Assignment:
Set down, exactly as written, every line from the top of the records below to the line containing "query: microphone grille", both ends included, and no others.

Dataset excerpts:
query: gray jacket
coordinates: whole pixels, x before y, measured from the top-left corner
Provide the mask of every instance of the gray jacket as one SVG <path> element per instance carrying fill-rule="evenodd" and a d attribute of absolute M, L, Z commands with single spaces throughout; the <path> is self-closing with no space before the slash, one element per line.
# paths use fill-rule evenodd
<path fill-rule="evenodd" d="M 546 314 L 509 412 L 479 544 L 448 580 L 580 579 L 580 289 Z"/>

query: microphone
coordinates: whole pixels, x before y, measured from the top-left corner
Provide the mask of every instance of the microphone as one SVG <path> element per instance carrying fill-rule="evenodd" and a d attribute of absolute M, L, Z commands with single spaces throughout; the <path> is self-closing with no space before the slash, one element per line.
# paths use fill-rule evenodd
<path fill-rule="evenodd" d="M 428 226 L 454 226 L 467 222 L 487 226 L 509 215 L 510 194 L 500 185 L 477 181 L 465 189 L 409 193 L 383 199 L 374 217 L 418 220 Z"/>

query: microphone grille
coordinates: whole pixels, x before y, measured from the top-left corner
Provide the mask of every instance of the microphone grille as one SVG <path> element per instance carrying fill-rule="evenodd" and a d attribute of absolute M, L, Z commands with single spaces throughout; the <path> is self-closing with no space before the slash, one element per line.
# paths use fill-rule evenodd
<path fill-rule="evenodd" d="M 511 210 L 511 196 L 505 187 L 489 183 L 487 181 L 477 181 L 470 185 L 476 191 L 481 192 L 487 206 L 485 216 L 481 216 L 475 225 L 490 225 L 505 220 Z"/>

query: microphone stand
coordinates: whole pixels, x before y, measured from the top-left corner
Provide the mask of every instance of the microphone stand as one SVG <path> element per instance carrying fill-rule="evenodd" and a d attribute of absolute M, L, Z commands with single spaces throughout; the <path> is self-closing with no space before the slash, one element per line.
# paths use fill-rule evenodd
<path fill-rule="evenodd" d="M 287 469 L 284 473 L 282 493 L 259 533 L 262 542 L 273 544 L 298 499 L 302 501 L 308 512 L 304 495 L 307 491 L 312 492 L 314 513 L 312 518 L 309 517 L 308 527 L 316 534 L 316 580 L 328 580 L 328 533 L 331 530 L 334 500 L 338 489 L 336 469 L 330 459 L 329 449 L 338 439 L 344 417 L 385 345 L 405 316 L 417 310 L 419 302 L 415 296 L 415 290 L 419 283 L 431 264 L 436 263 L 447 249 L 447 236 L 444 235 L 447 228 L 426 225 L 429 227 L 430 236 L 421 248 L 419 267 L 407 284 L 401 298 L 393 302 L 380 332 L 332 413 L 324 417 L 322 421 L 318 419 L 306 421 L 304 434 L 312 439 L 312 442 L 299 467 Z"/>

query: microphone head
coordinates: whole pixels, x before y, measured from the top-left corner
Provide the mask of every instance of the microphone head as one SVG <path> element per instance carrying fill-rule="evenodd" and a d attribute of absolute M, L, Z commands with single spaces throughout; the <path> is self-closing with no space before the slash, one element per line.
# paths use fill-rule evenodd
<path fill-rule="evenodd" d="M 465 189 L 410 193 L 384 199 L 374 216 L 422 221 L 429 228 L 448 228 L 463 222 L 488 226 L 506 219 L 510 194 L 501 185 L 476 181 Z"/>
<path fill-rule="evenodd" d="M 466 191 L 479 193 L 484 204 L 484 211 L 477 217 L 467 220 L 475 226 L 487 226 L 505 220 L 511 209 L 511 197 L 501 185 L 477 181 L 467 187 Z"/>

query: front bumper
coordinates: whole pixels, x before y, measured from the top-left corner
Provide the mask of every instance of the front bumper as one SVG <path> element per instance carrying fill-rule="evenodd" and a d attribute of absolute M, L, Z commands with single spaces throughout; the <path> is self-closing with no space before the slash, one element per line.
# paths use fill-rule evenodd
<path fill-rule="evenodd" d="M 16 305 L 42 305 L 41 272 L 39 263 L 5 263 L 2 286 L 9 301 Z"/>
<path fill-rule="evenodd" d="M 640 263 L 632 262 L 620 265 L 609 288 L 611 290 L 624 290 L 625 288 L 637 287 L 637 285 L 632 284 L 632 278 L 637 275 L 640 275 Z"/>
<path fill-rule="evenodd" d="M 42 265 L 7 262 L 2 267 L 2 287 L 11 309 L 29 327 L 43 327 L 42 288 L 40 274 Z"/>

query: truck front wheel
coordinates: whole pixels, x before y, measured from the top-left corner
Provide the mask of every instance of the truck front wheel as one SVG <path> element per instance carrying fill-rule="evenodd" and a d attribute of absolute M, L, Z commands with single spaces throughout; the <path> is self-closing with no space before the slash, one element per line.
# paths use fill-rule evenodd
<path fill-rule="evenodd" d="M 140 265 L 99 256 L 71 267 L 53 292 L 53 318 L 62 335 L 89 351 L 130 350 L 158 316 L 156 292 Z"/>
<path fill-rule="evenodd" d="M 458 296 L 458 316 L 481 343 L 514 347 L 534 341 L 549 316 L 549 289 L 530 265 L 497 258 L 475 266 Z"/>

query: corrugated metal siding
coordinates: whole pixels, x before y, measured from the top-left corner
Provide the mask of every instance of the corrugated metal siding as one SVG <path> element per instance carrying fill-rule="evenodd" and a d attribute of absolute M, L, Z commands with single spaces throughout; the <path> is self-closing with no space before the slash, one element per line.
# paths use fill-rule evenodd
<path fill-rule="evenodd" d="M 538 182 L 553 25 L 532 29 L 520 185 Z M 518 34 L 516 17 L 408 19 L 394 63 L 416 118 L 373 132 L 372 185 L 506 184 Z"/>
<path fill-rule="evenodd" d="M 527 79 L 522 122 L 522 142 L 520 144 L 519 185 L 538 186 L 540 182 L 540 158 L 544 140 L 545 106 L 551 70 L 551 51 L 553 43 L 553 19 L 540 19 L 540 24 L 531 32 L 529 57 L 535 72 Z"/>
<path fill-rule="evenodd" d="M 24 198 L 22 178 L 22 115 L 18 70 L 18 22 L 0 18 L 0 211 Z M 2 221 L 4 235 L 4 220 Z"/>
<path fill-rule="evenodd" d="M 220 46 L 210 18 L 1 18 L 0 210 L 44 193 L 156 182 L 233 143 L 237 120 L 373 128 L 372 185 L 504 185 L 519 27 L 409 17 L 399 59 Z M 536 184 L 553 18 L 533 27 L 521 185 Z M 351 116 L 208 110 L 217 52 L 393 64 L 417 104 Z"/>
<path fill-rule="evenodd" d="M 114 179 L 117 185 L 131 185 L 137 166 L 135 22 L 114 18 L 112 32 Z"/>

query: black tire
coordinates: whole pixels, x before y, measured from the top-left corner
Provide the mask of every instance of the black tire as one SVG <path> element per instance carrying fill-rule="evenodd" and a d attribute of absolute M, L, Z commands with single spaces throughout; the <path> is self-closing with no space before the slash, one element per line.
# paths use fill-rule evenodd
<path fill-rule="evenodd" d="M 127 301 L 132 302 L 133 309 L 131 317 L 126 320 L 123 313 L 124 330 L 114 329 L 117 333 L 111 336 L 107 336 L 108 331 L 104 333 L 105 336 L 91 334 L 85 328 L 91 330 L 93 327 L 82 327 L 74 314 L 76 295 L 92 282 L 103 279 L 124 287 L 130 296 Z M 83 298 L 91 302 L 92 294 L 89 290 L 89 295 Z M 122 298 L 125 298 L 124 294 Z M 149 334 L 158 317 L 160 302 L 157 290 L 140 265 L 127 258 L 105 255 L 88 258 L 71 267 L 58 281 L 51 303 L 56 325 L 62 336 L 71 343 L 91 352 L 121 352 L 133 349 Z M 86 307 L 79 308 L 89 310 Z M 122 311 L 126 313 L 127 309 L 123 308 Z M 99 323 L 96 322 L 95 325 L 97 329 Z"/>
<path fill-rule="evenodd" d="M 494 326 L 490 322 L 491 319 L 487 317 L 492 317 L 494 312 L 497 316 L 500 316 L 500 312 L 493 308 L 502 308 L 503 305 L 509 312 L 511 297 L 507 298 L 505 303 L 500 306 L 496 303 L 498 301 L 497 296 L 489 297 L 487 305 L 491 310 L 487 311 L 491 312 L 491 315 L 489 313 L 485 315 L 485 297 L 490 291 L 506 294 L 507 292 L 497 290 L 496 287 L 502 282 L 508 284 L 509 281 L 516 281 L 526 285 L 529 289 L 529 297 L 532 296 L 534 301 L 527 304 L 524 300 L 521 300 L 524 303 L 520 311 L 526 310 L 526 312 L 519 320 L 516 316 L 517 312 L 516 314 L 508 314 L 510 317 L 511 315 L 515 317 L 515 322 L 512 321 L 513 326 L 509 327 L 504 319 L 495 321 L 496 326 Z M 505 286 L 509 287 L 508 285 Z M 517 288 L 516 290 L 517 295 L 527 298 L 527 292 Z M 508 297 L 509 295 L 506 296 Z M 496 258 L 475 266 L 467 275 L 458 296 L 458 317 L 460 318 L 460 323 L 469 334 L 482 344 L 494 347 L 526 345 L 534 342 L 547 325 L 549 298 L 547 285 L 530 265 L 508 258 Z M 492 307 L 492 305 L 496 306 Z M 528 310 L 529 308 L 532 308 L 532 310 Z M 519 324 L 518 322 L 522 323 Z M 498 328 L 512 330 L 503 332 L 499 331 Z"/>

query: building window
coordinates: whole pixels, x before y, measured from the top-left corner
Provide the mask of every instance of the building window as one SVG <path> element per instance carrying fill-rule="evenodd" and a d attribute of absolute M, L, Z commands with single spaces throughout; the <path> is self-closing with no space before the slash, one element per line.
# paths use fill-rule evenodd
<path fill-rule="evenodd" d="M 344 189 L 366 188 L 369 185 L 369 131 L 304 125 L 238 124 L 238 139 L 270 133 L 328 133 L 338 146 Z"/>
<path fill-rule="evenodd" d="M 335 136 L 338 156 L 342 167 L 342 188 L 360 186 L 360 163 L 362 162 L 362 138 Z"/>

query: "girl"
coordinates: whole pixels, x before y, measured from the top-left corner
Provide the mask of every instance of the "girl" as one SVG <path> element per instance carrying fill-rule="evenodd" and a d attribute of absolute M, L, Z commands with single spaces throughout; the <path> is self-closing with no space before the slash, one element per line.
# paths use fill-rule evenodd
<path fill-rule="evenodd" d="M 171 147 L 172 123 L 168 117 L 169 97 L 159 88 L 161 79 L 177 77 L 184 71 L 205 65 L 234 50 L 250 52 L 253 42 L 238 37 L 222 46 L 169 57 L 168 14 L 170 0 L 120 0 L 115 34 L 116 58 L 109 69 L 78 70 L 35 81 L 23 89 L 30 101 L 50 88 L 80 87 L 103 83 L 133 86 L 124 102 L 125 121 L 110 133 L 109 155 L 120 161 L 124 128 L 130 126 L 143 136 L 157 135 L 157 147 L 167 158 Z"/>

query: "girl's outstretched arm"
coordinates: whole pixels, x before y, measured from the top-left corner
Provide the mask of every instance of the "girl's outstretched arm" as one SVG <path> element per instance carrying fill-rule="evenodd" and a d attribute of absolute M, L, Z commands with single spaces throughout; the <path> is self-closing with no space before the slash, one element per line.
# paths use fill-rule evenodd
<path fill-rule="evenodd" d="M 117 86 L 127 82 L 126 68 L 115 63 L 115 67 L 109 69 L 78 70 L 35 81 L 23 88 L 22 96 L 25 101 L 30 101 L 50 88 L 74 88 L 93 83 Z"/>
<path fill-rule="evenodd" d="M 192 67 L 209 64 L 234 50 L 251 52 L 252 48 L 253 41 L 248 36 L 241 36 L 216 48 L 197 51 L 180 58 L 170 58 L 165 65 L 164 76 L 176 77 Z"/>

Response:
query: gray jacket
coordinates: whole pixels, x before y, measured from the top-left corner
Provide the mask of every instance of the gray jacket as one SVG <path> element per instance carrying fill-rule="evenodd" and a d attribute of absolute M, L, Z commands with single spaces throughout; the <path> is self-closing with no space before the slash, one element per line.
# paths use fill-rule evenodd
<path fill-rule="evenodd" d="M 546 314 L 509 412 L 479 544 L 448 580 L 580 579 L 580 289 Z"/>

query: microphone
coordinates: whole pixels, x before y, measured from the top-left corner
Provide the mask of every instance of the microphone as one SVG <path> element per instance carrying fill-rule="evenodd" and a d attribute of absolute M, L, Z commands with single spaces throughout; the <path> is self-closing with no space before the slash, one element per line.
# paths use fill-rule evenodd
<path fill-rule="evenodd" d="M 428 226 L 454 226 L 467 222 L 487 226 L 509 215 L 510 194 L 500 185 L 477 181 L 465 189 L 409 193 L 383 199 L 374 217 L 418 220 Z"/>

query: microphone grille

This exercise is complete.